> [Your instructions]: Could you filter the data below down to the lines that hold the word "with"?

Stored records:
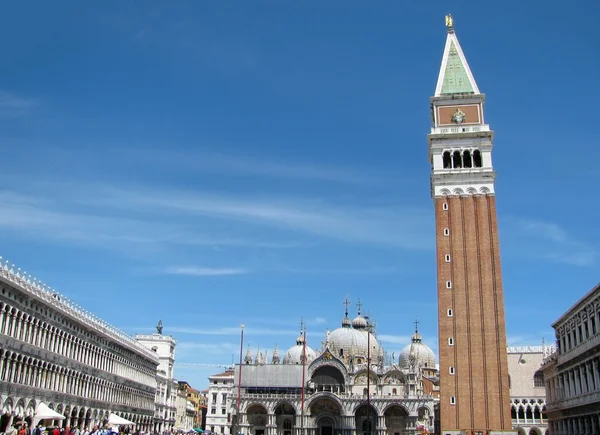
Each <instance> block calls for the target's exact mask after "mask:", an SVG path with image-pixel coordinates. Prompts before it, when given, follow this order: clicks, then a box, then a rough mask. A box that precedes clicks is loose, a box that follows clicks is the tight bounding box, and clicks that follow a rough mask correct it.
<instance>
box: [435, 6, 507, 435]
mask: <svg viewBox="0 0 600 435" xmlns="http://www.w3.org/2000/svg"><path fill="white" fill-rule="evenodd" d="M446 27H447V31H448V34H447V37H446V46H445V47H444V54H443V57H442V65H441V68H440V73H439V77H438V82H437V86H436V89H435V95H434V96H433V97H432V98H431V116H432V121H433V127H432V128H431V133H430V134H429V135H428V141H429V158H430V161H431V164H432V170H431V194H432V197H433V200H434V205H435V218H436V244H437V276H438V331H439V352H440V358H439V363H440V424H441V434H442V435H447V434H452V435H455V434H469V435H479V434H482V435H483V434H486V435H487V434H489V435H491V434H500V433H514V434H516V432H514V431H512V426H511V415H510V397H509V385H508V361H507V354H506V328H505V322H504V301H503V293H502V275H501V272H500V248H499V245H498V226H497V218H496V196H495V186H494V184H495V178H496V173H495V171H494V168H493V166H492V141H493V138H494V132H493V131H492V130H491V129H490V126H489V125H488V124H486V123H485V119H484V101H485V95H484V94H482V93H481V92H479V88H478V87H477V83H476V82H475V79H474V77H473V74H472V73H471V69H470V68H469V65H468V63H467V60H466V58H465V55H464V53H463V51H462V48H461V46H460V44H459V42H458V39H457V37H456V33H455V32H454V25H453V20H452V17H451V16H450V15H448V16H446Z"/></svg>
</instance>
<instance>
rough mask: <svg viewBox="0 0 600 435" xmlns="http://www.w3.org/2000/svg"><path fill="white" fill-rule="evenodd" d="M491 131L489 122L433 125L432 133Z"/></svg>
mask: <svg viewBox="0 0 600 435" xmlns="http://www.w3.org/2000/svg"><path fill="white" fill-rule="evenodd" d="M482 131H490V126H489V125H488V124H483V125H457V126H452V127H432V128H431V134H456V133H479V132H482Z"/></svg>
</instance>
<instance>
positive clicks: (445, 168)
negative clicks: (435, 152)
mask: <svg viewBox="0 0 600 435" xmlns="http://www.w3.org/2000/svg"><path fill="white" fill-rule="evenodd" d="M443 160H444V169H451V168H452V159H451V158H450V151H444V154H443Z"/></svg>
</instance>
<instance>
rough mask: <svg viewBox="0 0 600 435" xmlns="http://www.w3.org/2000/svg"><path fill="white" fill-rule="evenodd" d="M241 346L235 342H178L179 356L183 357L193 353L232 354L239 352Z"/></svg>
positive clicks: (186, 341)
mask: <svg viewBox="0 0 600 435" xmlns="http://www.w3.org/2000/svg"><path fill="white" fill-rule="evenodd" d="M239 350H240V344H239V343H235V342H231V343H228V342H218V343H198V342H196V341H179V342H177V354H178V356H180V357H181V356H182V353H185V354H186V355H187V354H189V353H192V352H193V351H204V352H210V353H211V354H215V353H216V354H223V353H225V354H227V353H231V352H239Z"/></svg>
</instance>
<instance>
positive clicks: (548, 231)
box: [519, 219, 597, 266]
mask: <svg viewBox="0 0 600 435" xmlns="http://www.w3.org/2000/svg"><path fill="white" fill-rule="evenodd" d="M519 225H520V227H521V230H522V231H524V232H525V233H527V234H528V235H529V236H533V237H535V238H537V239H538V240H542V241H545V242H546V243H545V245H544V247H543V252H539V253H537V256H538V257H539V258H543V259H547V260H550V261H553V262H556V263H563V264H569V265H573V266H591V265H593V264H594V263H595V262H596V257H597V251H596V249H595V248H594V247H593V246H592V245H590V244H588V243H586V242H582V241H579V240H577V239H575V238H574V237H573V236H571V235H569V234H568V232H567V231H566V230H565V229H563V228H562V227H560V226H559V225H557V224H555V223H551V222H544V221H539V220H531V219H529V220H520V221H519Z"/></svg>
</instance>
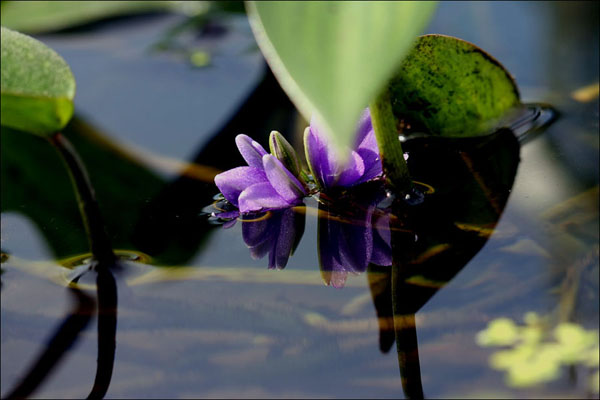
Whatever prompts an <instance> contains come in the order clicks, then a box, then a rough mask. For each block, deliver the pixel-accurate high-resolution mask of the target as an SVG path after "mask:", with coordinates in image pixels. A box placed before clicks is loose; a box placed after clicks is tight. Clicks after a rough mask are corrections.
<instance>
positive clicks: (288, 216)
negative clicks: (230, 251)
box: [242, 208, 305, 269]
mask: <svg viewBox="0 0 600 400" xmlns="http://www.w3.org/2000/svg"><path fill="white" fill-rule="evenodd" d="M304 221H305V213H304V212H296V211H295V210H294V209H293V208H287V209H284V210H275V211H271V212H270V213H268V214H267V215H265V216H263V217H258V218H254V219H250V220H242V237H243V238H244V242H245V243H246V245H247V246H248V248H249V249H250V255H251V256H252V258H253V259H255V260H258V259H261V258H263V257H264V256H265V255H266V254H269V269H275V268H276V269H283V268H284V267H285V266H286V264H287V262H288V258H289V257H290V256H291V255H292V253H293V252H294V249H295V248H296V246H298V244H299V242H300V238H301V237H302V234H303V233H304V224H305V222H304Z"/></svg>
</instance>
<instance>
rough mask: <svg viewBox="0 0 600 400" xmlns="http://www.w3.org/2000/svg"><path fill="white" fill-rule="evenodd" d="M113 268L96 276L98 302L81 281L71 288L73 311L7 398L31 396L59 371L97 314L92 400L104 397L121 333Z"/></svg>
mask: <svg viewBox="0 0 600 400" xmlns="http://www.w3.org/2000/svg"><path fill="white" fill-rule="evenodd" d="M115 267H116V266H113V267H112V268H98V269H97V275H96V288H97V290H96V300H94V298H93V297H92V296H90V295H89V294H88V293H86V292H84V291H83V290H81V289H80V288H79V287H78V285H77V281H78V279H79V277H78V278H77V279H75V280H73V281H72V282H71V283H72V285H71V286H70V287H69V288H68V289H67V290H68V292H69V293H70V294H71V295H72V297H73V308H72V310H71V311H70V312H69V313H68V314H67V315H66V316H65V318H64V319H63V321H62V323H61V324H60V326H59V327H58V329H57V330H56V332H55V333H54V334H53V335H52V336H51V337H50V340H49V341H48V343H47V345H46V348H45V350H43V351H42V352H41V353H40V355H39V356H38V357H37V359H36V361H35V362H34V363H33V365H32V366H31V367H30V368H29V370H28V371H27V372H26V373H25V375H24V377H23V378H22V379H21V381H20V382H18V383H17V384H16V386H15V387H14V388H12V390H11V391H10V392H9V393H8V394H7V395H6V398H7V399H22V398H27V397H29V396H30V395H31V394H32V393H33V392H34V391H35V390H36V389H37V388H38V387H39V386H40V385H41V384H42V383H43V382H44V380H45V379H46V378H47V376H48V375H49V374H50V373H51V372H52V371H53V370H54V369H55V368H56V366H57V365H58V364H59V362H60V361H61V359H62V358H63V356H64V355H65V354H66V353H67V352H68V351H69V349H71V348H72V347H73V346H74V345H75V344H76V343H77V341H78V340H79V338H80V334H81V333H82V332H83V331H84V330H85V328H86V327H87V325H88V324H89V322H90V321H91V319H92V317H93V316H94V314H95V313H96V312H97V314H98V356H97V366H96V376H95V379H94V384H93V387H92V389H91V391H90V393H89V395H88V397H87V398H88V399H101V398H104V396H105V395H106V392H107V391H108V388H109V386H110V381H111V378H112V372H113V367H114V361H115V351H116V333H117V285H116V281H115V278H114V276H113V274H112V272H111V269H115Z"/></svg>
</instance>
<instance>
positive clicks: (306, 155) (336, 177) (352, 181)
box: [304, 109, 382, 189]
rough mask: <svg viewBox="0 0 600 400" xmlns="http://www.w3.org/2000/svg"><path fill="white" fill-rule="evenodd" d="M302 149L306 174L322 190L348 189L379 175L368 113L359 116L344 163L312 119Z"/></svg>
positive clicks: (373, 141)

> [Problem solution]:
Each <instance> block calls for the target's exact mask after "mask:", an SVG path with image-pixel coordinates. Prompts before it, when given, follow this order: clicks, then a box, then a rough mask. A box that precedes clicks is loose, a box that follows clicks is the tight bounding box, and clicks that follow a rough mask correct it.
Whatever prompts an <instance> contains come in the order clicks, then a box, then a rough mask. For each block, deliver the pixel-accurate high-resolution mask of the target as an SVG path after "mask:", with coordinates in image pixels. A box placed before clicks is loose; a box placed after clicks is tight. Clicks after a rough mask are corrections.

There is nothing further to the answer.